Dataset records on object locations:

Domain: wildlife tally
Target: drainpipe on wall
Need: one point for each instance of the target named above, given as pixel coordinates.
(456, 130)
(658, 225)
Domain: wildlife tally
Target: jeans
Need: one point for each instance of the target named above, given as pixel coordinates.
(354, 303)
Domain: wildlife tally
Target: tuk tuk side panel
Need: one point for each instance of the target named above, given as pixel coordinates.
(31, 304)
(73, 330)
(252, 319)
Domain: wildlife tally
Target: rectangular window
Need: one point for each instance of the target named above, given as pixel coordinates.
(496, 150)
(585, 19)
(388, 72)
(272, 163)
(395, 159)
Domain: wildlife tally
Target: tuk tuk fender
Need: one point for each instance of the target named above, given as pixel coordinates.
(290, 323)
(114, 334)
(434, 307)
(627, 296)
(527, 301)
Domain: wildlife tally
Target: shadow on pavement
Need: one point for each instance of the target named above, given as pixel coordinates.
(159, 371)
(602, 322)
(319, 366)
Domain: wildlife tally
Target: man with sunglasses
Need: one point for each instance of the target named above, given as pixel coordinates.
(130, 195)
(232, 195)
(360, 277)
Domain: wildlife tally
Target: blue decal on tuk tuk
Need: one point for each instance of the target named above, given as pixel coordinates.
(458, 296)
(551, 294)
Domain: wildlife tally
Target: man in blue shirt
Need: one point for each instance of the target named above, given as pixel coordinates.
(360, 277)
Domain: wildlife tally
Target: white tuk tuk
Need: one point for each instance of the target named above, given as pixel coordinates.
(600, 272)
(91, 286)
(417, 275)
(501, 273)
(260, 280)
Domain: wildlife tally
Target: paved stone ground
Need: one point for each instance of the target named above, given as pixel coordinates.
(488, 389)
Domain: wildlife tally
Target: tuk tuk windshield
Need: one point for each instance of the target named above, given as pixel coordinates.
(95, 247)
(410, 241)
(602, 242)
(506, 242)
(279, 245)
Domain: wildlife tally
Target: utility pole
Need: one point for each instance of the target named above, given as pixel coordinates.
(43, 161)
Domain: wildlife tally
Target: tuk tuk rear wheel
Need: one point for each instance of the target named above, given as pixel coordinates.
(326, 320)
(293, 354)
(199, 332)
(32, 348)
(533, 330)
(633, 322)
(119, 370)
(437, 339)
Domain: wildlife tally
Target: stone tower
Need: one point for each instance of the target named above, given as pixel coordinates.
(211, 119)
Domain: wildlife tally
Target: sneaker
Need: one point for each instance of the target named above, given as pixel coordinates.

** Aim of the exercise **
Count the lines in the records that contain the string "stone", treating case as significant. Reply with the number only.

** Written solution **
2